_What is expected_. Write out the data below word for word, starting at the line that contains "request: segment every instance of the tall" and ending with the last line of the data.

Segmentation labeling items
╭──

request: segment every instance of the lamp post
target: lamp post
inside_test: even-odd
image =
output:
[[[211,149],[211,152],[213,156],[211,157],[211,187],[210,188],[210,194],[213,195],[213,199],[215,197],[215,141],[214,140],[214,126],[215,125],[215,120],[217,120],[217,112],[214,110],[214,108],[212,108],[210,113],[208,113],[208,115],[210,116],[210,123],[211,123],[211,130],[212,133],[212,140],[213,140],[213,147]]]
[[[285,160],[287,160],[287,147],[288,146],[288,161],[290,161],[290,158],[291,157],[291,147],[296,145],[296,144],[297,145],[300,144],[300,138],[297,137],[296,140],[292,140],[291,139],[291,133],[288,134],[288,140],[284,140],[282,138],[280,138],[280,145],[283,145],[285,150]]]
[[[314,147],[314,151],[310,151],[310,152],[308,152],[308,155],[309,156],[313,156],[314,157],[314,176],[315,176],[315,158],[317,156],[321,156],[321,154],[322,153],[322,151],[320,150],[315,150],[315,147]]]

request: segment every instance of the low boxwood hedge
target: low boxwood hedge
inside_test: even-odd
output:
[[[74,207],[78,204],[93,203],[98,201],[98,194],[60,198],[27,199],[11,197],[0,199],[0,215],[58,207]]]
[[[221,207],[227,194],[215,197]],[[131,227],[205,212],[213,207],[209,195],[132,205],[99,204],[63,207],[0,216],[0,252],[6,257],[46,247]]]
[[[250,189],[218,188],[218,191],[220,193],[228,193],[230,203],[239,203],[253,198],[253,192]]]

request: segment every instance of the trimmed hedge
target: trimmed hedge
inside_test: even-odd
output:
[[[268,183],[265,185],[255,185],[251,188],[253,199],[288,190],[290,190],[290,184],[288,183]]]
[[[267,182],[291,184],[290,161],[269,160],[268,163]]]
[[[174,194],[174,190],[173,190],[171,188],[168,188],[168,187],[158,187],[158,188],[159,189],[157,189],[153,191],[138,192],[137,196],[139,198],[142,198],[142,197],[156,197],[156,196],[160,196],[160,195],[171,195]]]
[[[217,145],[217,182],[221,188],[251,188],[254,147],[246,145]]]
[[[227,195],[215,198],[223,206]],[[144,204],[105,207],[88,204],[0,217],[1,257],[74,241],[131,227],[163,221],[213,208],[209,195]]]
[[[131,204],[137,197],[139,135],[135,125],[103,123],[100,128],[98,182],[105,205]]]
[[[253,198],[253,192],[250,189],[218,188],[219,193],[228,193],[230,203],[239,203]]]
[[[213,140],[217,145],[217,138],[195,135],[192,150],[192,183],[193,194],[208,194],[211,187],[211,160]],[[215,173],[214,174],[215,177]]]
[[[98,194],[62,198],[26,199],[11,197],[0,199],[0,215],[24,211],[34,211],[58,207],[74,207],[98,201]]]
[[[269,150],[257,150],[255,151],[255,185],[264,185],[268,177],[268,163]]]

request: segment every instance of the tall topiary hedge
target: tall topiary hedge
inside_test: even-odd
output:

╰──

_Task result_.
request: segment every instance of the tall topiary hedge
target: tall topiary hedge
inside_test: even-odd
output:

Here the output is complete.